● What to work on
Whatever appears in the records, retype it exactly, except for the pictures.

● Records to process
—————
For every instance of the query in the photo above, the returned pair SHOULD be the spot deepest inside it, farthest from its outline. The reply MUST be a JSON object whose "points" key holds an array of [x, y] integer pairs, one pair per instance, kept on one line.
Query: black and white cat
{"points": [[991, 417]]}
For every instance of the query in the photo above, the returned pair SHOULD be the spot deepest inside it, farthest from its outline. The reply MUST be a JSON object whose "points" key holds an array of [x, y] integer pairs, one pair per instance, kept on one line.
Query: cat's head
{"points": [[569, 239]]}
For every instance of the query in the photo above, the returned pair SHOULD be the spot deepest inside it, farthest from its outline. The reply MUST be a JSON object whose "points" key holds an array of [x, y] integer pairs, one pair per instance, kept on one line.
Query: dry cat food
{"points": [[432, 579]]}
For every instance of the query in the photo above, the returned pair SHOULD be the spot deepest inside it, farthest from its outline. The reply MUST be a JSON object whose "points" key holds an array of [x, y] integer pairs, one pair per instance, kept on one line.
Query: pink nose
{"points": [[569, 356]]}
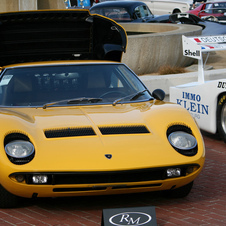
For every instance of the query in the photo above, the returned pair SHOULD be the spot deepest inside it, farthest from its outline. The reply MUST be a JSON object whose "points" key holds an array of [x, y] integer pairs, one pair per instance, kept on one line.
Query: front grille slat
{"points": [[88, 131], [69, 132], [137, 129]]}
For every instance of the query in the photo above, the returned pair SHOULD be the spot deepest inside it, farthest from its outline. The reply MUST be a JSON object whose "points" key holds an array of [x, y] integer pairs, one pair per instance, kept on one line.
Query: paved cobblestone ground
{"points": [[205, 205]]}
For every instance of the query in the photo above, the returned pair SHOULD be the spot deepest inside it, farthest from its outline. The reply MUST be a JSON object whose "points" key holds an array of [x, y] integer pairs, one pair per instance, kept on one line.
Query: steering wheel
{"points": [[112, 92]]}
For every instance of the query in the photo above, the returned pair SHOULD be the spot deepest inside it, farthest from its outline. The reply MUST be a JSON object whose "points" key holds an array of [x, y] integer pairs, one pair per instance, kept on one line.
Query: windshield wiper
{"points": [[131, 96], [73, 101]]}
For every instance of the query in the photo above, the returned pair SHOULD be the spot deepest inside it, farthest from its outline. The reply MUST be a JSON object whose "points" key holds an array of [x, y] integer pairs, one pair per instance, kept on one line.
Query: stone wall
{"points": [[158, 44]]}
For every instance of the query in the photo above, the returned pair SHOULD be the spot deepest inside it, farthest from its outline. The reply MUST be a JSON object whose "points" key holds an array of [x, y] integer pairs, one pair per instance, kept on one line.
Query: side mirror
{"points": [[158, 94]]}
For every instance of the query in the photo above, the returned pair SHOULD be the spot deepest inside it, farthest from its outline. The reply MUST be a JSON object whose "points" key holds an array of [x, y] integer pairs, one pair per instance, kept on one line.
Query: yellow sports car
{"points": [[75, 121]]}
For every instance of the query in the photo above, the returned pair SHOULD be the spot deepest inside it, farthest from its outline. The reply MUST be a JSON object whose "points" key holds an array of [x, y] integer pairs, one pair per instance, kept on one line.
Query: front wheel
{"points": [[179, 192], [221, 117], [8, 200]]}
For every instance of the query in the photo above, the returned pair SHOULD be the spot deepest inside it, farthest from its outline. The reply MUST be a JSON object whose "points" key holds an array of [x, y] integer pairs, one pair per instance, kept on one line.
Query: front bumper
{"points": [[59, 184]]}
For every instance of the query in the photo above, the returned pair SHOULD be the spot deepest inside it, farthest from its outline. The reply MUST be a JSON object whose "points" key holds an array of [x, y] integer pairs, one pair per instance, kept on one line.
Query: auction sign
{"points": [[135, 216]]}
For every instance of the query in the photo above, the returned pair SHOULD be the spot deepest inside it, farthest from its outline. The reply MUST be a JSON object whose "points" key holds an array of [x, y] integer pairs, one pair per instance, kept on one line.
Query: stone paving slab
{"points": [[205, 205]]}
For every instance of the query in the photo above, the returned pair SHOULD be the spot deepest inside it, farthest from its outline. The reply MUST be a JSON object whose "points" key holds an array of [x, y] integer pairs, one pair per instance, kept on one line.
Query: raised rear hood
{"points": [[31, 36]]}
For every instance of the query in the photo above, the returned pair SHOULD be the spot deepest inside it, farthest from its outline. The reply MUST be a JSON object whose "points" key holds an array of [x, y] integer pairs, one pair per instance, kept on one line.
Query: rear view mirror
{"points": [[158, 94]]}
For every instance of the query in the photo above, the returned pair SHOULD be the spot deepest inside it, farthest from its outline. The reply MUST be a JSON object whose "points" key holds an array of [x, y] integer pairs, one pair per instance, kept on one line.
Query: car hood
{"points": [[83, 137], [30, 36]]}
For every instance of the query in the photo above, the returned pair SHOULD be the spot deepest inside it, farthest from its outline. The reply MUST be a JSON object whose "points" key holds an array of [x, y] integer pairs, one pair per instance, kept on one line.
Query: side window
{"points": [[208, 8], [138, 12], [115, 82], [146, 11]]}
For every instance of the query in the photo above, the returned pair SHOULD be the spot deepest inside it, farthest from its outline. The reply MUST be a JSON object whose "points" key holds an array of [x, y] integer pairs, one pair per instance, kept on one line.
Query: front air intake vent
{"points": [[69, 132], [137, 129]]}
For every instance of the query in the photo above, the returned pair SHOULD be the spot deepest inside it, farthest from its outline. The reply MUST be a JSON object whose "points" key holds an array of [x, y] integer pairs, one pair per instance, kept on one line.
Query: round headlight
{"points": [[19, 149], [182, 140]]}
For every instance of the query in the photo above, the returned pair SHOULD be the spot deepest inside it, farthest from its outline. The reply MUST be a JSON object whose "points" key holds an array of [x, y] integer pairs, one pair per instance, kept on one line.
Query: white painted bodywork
—————
● Written answer
For every instance of the query in the photo above, the returned pair SHOULD be the spot deepest inside it, farthest from its outline. The reply MUST be a JSON object whose "points" key holds an array of [x, y] integer pairs, one pair per instance, kept on one line.
Query: black and white cat
{"points": [[991, 417]]}
For every instance of the query in the photo above, the returned pair SHOULD be the spot deepest inside it, farthest from its outline. The reply MUST be a JSON object whose "points" key holds an array of [x, y] integer pairs, one pair per instance, kept on one line.
Query: cat's head
{"points": [[569, 239]]}
For every instance of the query in the photo above, the returned pair SHOULD be the spot deepest inside it, farthest from its outline. The reply MUST be a JSON object whose "points" key holds an array of [x, y] integer pairs, one pair per instance, kept on one line.
Query: dry cat food
{"points": [[432, 579]]}
For every instance of the query in the photo above, the returned pair SHOULD be the spot deepest inside it, farthest from its outline. The reply MUST be a JSON object whose "points" key holds an array of [x, y] integer pairs, one pair per instance, kept on one line.
Query: pink nose
{"points": [[569, 356]]}
For every instance of the query in the photo above, the returned pair SHOULD be the spot deepest inside it, farthest from its outline. The reply MUST be a JSON object whose "points" key holds an array of [x, y] integer pairs, one pair per instance, kept on one line.
Query: front grille slat
{"points": [[88, 131], [69, 132], [137, 129]]}
For every instance of the query in the photo above, the returned pair SHOULD be the spot deepest inside it, farthest from its outline. The reply MUST be a JSON object whose "points" key holds an array of [x, y] integer pairs, one pair per instance, kept on one line.
Query: paved cobblestone ground
{"points": [[205, 205]]}
For every instance of the query in the photo above, the returned pair SHOULD be the spot deepest inside it, farthest from its outline. The reply MUST be a JSON object whose "points" key holds an array of [x, y] integer pairs, one pair per instance, kept on one line.
Query: steering wheel
{"points": [[112, 92]]}
For every instance of the query in the photo above, the returned pair SHOULD be the spot deepest inside it, farthest from its outline. The reply MUST be a JSON object whose "points" key holds an array of [x, y] integer pairs, one pair per instance, kept on one line.
Query: windshield wiper
{"points": [[131, 96], [73, 101]]}
For every instance of the query in the photo above, the returned pair SHOULD be the spot deepest inside it, farthest from its outline. The reply MUST be a JSON object whose "points" key holds an array of [x, y] integer pairs, one pair per instance, kept on one line.
Query: stone wall
{"points": [[158, 44]]}
For every instance of the query in the photo above, the returned pair SHOULD be the spot deepest inside it, farthest from its outline. The reply MUST be a JSON object whose "points" key holds an array of [x, y] integer pairs, one pair per instance, kept on one line.
Query: side mirror
{"points": [[158, 94]]}
For every instance of the query in the photo above, the returned pair SHOULD be the spot deepest inside it, farthest from its outline. The reply MUST be a JSON object whose "points" key holds an array of [x, y] integer pairs, one pair per instance, kept on one line.
Query: yellow sports car
{"points": [[75, 121]]}
For every instance of the query in the photo above, the returned pair SHOULD be the spot deepest inside it, farthest from its outline. The reply MUST be a JSON object whose "points" key holds an array of [x, y] integer pairs, one pair per instance, kept on one line.
Query: front wheel
{"points": [[179, 192], [221, 117], [8, 200]]}
For every instance of the query in the photo above, the returned pair SHOULD be the spot deepest inside it, farthest from its outline. The reply MUST be a JSON object whose "points" key holds an array of [x, y] integer pairs, one pair per instance, kept on one line.
Query: front bumper
{"points": [[59, 184]]}
For every instance of the query in the photo above, the returned pair SHOULD be the spot deepest inside it, farthest from its outline. The reply MUST be a JSON object whose "points" key holds an array of [x, y] integer pairs, one pair per instance, kept on one line.
Query: auction sign
{"points": [[135, 216]]}
For every instance of the query in the photo above, the returned pair SHOULD be the spot deepest inside it, farthest from its outline. The reply MUST be a JSON object whose "points" key holds an array of [x, y] integer pairs, one pair per instance, kept on one line.
Query: stone paving slab
{"points": [[205, 205]]}
For every instance of the query in the photo above, the returned pair SHOULD be the spot deepest inside it, farthest from its outline. The reply MUST be a JSON object whose "points" key holds an array of [x, y] integer pairs, one pair per instance, kept on one line.
Query: raised rear hood
{"points": [[31, 36]]}
For every instance of the query in the photo above, the returned pair SHOULD be the spot deepest inside it, farthest from its outline. The reply MUST be a JSON object whose "points" key holds an array of [x, y] integer pairs, one pair per instance, kept on one line.
Query: rear view mirror
{"points": [[158, 94]]}
For every instance of the query in the photo above, the returned pair SHOULD be the spot deepest inside it, farthest from its outline. The reply MUST be a JSON object whose "points" key holds an array of [x, y] integer pairs, one pair per instance, kept on one line.
Query: car hood
{"points": [[83, 137], [30, 36]]}
For every instance of the query in the photo above, the returned pair SHOULD be the spot deepest inside it, farthest from its outline. The reply MUST be a JSON object whose "points" key holds an array of [x, y] integer pairs, one pair per instance, kept on one line.
Query: side window
{"points": [[208, 8], [138, 12], [115, 82], [146, 11]]}
For every instance of the query in the photo above, the returned pair SHOULD be the spot deepest inside it, farthest from its outline. The reply MUST be a JSON object whose "points" key holds an array of [x, y] integer pairs, one pair per instance, kept on one line.
Query: front air intake vent
{"points": [[69, 132], [137, 129]]}
For every instance of the query in the photo above, the returned pair SHOULD be the spot deepest inside it, farthest from its outline. The reply MUST be a JSON object whose "points" key holds an array of [x, y] integer pairs, one pair per instance, kept on one line.
Query: round headlight
{"points": [[19, 149], [182, 140]]}
For every instance of the query in the photo above, the returned pair SHOULD be the spot deepest inside it, farthest from its outline. The reply MUST be a JSON object whose "points" key holds an array of [x, y] integer pairs, one pair per instance, kept on one line.
Query: white painted bodywork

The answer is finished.